Your objective:
Rewrite the part of the listing that opens with the line containing "Where can you spot the wooden chair?" and continues through the end of the listing, keeping every line, requests included. Raise each coordinate in the answer points by 16.

Source material:
--- start ---
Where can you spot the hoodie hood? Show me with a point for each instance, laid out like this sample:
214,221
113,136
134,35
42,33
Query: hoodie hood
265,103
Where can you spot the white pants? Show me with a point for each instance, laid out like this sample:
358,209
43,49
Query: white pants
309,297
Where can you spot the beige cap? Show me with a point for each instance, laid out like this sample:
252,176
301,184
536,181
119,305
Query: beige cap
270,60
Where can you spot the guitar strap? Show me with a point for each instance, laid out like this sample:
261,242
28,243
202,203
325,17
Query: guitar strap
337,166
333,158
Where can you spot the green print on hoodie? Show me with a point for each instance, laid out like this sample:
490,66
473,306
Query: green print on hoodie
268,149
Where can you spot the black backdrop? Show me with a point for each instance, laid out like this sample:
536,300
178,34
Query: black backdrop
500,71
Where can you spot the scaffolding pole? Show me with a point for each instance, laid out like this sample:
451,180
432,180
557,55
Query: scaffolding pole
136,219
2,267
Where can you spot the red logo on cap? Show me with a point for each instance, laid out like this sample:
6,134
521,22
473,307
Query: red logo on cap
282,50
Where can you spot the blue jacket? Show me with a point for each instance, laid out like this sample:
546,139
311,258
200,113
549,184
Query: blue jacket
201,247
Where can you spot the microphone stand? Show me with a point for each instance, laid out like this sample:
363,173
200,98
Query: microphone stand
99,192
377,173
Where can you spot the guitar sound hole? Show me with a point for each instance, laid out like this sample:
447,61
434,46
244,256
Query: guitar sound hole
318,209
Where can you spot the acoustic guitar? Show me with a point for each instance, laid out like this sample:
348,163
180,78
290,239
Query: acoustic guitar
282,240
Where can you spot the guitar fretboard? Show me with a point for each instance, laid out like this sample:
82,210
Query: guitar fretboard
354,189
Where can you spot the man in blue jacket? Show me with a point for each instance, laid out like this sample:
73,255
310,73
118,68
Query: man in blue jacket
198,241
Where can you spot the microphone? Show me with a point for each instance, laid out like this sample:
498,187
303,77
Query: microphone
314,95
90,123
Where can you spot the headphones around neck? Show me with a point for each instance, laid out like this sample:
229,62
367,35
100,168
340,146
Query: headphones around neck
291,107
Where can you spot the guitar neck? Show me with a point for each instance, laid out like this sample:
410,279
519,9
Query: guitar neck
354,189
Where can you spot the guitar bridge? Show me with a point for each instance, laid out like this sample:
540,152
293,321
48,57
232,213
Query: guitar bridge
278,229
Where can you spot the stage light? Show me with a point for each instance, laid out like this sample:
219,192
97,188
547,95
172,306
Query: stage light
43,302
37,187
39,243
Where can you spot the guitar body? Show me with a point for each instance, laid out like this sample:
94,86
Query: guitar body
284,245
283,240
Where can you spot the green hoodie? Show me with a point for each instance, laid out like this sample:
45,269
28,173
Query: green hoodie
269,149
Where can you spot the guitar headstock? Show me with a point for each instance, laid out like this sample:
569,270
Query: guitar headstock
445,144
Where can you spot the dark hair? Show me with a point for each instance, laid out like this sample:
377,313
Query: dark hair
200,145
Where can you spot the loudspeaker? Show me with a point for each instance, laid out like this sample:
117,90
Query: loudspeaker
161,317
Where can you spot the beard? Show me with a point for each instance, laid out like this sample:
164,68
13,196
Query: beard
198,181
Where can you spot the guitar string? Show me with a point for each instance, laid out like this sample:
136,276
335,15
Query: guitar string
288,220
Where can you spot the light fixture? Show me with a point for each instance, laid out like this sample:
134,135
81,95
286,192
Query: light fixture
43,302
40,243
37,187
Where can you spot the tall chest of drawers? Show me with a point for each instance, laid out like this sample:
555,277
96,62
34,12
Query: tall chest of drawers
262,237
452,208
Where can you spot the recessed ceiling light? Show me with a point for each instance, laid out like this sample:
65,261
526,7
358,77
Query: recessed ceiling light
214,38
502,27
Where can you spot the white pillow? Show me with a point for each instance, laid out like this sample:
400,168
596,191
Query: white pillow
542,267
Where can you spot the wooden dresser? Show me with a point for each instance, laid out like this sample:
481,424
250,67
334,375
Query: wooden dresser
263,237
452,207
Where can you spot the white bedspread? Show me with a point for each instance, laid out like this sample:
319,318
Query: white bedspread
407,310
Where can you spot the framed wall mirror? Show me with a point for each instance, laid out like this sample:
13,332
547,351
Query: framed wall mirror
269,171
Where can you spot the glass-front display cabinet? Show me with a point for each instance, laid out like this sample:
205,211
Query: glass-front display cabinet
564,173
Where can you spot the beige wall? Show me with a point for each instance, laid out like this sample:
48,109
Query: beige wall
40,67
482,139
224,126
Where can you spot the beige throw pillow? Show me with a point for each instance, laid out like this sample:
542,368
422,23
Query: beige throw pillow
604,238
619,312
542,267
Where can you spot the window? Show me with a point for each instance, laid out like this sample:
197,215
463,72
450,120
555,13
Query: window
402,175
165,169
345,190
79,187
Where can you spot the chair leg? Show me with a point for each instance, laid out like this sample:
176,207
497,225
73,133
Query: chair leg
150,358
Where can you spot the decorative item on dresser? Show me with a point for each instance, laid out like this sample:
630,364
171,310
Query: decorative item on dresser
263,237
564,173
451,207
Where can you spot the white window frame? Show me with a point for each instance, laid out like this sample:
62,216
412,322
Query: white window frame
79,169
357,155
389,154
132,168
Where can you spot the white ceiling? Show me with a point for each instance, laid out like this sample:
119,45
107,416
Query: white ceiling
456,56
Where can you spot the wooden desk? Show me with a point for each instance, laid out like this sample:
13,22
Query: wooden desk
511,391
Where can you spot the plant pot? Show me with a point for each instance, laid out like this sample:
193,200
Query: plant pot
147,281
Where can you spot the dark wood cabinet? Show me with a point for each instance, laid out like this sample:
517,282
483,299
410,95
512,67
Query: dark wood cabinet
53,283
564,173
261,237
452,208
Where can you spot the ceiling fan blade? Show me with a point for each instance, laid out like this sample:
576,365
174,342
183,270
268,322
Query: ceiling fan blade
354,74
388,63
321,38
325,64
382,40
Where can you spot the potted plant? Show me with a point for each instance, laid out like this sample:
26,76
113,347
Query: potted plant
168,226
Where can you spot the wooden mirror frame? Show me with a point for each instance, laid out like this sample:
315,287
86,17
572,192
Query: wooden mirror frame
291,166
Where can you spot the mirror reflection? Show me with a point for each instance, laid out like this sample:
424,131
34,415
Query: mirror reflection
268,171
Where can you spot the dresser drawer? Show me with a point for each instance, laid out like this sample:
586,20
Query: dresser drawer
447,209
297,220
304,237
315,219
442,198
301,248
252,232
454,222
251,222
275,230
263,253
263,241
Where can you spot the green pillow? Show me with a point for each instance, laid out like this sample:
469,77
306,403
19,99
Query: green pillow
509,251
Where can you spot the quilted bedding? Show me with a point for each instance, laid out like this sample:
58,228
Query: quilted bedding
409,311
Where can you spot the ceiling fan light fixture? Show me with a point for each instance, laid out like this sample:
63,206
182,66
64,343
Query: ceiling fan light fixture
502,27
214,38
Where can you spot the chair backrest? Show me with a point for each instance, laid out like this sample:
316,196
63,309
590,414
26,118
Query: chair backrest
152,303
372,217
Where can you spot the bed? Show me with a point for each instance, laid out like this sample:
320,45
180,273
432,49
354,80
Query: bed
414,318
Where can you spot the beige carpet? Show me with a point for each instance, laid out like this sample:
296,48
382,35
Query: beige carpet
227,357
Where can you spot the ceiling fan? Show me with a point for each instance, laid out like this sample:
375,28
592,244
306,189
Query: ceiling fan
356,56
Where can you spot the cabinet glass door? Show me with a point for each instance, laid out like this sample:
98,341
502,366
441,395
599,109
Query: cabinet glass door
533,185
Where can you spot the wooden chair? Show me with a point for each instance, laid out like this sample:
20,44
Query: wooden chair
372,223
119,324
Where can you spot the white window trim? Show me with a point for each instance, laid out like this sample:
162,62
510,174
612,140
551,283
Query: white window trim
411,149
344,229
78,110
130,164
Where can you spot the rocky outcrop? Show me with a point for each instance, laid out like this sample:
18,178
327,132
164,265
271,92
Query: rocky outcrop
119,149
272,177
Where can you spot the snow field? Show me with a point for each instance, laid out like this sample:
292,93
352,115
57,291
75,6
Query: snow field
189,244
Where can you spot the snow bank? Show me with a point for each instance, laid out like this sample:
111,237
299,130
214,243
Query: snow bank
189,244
--- end ---
Exercise solution:
Where can you spot the wooden chair? Show me with a point for each instance, laid out like this sample:
20,44
Query: wooden chair
388,239
135,340
Where can you spot the white window trim? Show me with a point for each instance, laid out like this sample:
162,62
510,174
612,140
551,283
Query: white window trim
427,165
360,245
94,126
146,180
Where can you spot the rocky outcrop? Show me with a point for each instance, laid out like this sample:
18,178
327,132
164,265
271,92
Query: rocky outcrop
135,165
288,193
Where can you spot the snow field? Show me with a point for each instance, laid out like this sample:
292,93
352,115
57,291
75,6
Query: snow field
205,260
Where can you spot the snow bank? Show me with a point for each instance, laid out like this sample:
111,237
299,130
214,243
Query: snow bank
205,260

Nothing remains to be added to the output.